Supplied records
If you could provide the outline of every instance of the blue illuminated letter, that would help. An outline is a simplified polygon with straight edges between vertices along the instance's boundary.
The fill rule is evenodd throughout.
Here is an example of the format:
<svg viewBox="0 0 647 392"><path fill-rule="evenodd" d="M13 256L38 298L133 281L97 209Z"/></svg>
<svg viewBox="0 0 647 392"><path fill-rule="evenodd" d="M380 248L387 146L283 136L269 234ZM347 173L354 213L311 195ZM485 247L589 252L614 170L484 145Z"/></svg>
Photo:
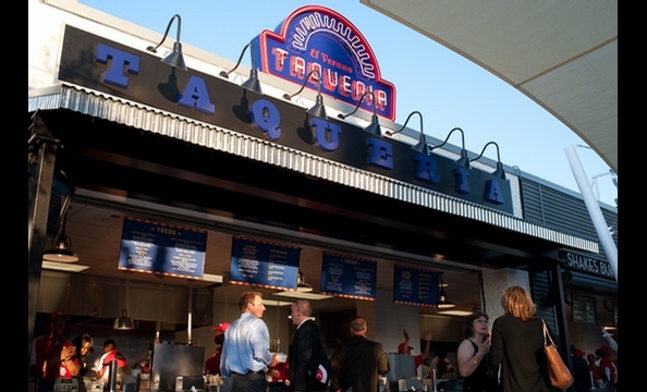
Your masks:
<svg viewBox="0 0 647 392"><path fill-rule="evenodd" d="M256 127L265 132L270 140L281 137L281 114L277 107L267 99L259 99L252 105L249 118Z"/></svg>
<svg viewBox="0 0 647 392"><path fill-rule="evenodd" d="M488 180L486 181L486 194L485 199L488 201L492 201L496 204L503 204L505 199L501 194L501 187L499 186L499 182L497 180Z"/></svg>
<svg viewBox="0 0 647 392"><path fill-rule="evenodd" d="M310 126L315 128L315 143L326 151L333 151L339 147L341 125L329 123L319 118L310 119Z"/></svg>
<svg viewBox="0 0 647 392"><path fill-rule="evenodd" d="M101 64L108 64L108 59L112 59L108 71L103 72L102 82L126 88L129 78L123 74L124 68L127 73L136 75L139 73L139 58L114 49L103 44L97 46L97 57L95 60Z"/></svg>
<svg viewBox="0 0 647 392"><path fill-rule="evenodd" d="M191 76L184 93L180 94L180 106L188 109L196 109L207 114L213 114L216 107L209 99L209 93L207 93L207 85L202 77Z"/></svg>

...

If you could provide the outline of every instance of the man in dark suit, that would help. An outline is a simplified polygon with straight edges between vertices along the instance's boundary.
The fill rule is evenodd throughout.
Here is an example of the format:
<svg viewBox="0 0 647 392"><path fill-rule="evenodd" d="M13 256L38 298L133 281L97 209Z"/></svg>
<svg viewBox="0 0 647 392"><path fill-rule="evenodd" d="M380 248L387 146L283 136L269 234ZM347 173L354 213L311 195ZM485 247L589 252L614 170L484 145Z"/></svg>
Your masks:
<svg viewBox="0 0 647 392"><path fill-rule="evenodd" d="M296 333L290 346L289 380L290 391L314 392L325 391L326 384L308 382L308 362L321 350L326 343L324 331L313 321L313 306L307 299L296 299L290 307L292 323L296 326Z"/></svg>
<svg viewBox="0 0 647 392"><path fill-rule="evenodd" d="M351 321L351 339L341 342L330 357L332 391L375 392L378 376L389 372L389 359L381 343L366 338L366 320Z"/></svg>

---

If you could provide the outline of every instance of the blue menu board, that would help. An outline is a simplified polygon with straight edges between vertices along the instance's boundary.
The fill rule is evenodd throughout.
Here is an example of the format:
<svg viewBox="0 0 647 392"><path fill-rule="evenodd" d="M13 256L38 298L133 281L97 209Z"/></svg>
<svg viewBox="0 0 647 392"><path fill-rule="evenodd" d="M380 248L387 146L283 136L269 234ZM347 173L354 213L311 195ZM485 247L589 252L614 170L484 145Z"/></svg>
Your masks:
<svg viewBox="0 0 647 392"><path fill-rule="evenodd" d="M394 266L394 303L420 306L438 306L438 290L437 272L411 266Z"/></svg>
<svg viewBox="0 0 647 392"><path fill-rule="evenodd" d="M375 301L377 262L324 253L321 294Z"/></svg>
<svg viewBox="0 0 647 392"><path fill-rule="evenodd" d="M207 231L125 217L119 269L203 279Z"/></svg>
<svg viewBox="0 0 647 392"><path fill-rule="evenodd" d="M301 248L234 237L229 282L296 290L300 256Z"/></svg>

Set problem
Report how many lines of the items contain the string "along", treating uppercase and lowercase as distinct. Give only the number.

Solution to this problem
3